So, on Friday I made spaghetti for them (they also invited one Estonian girl over, but it was cool since I knew her). And then we ate, drank and chatted. After this we went to my Finnish friend’s flat. There the small Hell broke out: René started to comment on my Finn friend’s make-up and pissing also her friend. Ah, the night! Anyways, at the bar I was feeling bored and lame. We drank we beers and left the place. When we came back to the dormitory, René asked do I want to go to sleep. I said no since I wasn’t tired, so we went for a walk. REALLY long one indeed :D In the middle of this walk we went into a bar, where we found Christian and few girls we both know from there. Now, these two guys are like best friends, but that night their love-hate- friendship was on the bottom of the rollercoaster. So, Christian was PO’d and René just fuelled this even more. When we left the bar, René hit Christian (not too hard), which PO’d Christian even more, so he left quite quickly.

Anyways, we continued our walk. René then asked me, if I’d like to come at his place. Since I really didn’t want to go to back to dormitory, I said yes. Then we walked for one hour to reach his home. But during that nice walking trip, we talked about lots of things. And bonded, I’d say. He reminds me so much of G that it makes my heart ache a bit :D But we talked and I must say he’s so nice and cute and lovable person once you get to know him (I say this since he pissed three Finn girls that night off :D) And I really don’t know why I don’t see his arrogant side. I know his ego is bigger than G’s or E’s, but I just shrug that off. Maybe it’s because I’m just too used to these arrogant and almighty persons :D

But yes, at René’s place I just sit around and feel a bit uncomfortable since it’s my first time there and I feel like an alien :D Around 6.30 I say to him that I shold go back to dormitory since I’m going on a trip on that day (Saturday), so I said that I wanna walk and invite him also to our trip (to Rakvere..) Around 7.30 we then go to a bus stop (since he promised to pay my ticket, even though we didn’t even buy one, since it’s quite easy to travel here by a bus for free, as long as the police don’t come to check out the tickets. But it was so early in the morning, so they didn’t. And my grammar sucks badly right now :D) and then to my flat. There we eat breakfast, I pack and then go downstairs and start to wait for the other guys.

And Saturday: Rakvere. I went there with 4 guys, lucky~ :D It is a really small town, but there are this ruins of an old castle, so we wanted to see those (well the guys wanted, I just wanted to spend some ”private” time with them :D) The ruins were nice, but the nicest thing was the hills around them and the sunset! Oh, and the wind! I felt like I was in Wuthering Heights or LOTR. And there was a double rainbow! It was SO pretty!

• [EXERCISE TASK]: Write a two-sentence summary of the passage about a night out and a trip to Rakvere.

Dataset excerpt:
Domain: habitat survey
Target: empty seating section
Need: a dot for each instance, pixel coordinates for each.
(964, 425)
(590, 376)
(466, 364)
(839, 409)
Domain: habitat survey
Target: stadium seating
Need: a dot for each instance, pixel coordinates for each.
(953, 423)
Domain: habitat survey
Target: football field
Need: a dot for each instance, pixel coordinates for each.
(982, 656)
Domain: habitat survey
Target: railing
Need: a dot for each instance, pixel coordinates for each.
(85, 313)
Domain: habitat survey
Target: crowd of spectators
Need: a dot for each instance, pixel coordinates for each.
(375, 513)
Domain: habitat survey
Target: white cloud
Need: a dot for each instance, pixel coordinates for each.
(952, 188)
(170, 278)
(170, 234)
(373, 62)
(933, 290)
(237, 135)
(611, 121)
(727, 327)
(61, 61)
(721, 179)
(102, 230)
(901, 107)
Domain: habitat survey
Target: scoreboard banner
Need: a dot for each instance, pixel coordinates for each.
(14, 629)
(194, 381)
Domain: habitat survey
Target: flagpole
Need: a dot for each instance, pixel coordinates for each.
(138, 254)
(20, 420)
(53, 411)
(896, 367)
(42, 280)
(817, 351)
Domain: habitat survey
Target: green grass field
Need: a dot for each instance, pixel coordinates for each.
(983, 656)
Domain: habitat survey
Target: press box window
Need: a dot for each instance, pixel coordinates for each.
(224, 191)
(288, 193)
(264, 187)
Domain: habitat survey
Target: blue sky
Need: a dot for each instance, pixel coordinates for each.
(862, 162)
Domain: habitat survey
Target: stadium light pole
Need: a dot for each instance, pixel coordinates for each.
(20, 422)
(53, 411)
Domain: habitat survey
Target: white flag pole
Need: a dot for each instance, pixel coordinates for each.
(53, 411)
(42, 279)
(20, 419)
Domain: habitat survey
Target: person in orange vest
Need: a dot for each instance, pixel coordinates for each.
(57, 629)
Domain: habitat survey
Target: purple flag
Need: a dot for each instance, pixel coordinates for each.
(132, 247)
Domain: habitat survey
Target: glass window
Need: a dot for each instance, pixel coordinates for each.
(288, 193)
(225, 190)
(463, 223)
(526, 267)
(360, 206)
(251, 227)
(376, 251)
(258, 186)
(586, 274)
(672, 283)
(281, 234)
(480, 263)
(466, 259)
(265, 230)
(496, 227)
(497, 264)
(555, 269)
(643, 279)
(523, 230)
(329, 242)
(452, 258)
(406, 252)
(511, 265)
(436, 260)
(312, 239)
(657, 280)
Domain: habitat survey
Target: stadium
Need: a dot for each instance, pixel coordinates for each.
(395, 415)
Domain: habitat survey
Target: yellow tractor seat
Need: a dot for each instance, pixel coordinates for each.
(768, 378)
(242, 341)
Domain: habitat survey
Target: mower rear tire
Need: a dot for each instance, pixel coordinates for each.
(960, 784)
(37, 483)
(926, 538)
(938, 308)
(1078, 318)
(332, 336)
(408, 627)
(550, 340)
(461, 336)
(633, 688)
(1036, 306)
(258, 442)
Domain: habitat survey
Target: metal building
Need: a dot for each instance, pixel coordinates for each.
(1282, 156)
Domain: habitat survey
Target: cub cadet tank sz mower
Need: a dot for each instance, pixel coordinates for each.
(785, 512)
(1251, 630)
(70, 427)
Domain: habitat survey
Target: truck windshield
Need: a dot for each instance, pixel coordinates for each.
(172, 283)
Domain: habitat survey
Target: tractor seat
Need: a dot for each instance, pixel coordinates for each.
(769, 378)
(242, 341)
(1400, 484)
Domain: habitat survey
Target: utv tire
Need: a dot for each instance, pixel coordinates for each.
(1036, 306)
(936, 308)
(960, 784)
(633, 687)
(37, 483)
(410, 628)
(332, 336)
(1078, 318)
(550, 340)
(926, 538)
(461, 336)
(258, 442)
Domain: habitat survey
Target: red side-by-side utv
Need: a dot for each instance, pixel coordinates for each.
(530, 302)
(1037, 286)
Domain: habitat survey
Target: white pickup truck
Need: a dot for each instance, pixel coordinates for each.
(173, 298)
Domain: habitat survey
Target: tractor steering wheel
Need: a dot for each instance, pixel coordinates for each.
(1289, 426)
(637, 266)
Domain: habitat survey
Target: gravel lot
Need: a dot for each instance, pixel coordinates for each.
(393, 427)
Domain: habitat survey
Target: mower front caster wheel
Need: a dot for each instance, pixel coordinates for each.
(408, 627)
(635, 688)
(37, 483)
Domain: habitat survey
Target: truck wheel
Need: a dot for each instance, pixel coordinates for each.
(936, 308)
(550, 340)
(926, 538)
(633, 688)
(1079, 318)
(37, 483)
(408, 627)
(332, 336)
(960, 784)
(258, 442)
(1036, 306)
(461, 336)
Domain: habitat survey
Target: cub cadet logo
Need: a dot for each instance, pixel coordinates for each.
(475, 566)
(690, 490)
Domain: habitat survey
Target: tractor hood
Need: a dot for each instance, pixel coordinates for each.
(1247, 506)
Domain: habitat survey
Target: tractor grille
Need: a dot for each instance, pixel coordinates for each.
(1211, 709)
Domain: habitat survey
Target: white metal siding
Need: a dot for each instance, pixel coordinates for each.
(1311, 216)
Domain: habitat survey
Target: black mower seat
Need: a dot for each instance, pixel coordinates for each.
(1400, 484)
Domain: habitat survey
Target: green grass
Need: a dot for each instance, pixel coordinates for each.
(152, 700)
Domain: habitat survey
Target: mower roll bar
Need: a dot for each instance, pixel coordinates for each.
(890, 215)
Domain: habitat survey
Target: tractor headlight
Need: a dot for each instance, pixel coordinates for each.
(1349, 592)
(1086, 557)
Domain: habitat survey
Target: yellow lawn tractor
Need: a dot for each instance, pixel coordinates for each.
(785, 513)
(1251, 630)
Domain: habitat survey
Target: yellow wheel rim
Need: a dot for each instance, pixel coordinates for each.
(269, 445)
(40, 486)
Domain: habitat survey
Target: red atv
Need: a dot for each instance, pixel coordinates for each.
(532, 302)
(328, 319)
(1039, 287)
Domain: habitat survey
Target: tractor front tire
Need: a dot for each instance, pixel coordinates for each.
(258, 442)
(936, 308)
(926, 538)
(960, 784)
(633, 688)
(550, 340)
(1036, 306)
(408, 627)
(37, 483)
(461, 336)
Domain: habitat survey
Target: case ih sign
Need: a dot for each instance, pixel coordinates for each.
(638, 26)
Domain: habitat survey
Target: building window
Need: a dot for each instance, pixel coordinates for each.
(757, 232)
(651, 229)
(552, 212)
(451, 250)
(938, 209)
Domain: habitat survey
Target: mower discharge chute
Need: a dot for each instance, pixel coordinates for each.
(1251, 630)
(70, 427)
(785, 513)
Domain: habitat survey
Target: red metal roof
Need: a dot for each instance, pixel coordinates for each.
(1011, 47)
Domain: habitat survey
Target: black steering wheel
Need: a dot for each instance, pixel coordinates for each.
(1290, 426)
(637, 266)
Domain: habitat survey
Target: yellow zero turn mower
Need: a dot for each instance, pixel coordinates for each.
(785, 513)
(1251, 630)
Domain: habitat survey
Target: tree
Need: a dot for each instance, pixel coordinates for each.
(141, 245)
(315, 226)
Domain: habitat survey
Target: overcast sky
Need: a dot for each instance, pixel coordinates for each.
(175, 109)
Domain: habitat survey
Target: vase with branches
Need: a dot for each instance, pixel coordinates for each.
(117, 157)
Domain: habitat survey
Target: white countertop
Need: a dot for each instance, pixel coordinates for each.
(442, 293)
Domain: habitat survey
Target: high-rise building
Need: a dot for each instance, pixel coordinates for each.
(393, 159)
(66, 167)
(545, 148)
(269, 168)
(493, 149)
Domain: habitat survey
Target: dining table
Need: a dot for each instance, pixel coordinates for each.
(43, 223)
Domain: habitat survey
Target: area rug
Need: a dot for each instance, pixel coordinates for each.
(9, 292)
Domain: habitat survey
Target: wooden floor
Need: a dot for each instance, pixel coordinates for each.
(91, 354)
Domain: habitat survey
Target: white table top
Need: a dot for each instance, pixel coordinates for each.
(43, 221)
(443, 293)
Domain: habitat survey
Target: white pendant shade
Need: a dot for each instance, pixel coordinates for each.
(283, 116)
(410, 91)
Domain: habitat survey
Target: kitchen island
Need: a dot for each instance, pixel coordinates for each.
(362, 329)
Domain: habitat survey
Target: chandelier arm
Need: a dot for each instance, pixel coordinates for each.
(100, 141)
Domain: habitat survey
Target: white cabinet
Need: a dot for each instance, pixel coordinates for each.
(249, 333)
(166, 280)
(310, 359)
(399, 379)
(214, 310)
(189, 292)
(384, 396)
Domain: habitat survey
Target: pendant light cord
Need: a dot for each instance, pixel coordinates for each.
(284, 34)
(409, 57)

• [RESULT]: After cooking spaghetti on Friday, the writer went out with René, who annoyed the Finnish friend and later hit Christian, and then walked and talked with him for hours before staying at his place until early morning. On Saturday the writer went to Rakvere with four guys to see the ruins of an old castle, where the hills, the sunset, the wind, and a double rainbow were the best part.